_Supplied text_:
·····

Stop Bathing in Bleach: Try Apple Cider Vinegar for Your Eczema

apple cider vinegar bath

By Laura Dolgy (see bio below)

If you suffer from severe eczema then you’ve probably already heard of bleach baths. Many physicians recommend bathing in bleach to help reduce inflammation, as well as removed bacteria from the skin. However, if you’re looking for a more natural alternative, why not try an apple cider vinegar bath instead? Yes! Apple cider vinegar for eczema is a thing and it’s much SAFER than bleach.

Please keep in mind that we are in no way physicians or medical practitioners. If you are suffering from severe eczema or an allergic reaction, contact a professional immediately.

Apple Cider Vinegar for Eczema

Similarly to bleach, apple cider vinegar is an astringent that can remove bacteria, oil and other impurities from the skin. Fortunately, apple cider vinegar is much more natural than bleach (a very harsh chemical) and is also full of various rich compounds like riboflavin, vitamins, enzymes and mineral salts that can improve skin health.

Apple cider vinegar also has many other healthy benefits:

  • The anti-inflammatory properties can help soothe the skin and give relief.

·····

_List of tasks_:
A) Answer these from the text on apple cider vinegar for eczema:
(i) What two effects do many physicians expect from bleach baths?
(ii) Which compounds is apple cider vinegar said to be full of?
(iii) What can its anti-inflammatory properties do for the skin?
B) Please extend the text on apple cider vinegar for eczema, picking up right after its final bullet point.

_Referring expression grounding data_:
·····

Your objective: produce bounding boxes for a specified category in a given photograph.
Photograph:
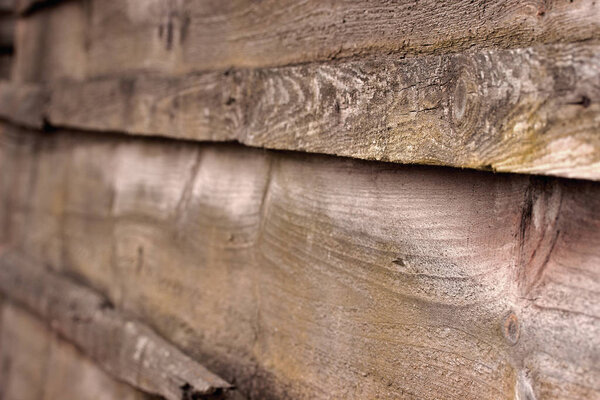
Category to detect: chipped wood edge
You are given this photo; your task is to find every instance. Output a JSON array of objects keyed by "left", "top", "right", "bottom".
[
  {"left": 0, "top": 81, "right": 48, "bottom": 129},
  {"left": 0, "top": 253, "right": 239, "bottom": 400}
]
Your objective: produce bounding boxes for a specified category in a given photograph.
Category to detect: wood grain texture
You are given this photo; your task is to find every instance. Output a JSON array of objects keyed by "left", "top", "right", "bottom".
[
  {"left": 0, "top": 302, "right": 151, "bottom": 400},
  {"left": 0, "top": 126, "right": 600, "bottom": 399},
  {"left": 0, "top": 13, "right": 15, "bottom": 49},
  {"left": 12, "top": 1, "right": 86, "bottom": 82},
  {"left": 0, "top": 253, "right": 238, "bottom": 400},
  {"left": 0, "top": 0, "right": 14, "bottom": 13},
  {"left": 19, "top": 44, "right": 600, "bottom": 180},
  {"left": 0, "top": 81, "right": 49, "bottom": 129},
  {"left": 0, "top": 53, "right": 13, "bottom": 80},
  {"left": 8, "top": 0, "right": 600, "bottom": 80}
]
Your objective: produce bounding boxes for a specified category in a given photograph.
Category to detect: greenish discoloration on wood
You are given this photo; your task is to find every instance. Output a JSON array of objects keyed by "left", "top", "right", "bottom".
[{"left": 0, "top": 44, "right": 600, "bottom": 180}]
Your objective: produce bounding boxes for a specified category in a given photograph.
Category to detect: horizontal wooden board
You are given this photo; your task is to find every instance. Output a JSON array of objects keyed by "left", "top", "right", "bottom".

·····

_Activity answers_:
A)
(i) Reducing inflammation and removing bacteria from the skin.
(ii) Riboflavin, vitamins, enzymes and mineral salts.
(iii) Help soothe the skin and give relief.

B)
  • Acetic, lactic, and malic acids possess antimicrobial and antiseptic properties that can help fight skin infections.
  • It is rich in fiber and can enhance the digestive system as well as flush out toxins from the body.
  • It is an excellent source of potassium which can improve conditions like eczema.
  • In a nutshell, that’s why we like apple cider vinegar for eczema!

Why Skip Bathing in Bleach?

Although we are in no way bashing bleach baths if your physician strictly recommends them, we believe in more natural alternatives wherever possible and safe. Bleach is a manufactured chemical that when used incorrectly, can cause further irritation and poisoning if ingested – yikes! Do you really want that kind of chemical next to your or your baby’s fragile skin?

In general, we typically avoid recommending harsh detergents or chemicals that can further irritate skin. However, talking to your physician about trying bleach baths alternatives like apple cider vinegar is highly recommended.

For other bathing in bleach alternatives, check out our blog post: Finding Eczema Relief: Bleach Bath Alternatives.

How to Run An Apple Cider Vinegar Bath

If you are suffering from full body eczema, your best option is soaking in an apple cider vinegar bath. Here’s how to get started:

  1. Mix 2 cups of apple cider vinegar with water in your bath. If it’s for a baby, use 4 teaspoons for every 3 1/2 litres of water.
  2. Soak in apple cider vinegar bath for 30 minutes.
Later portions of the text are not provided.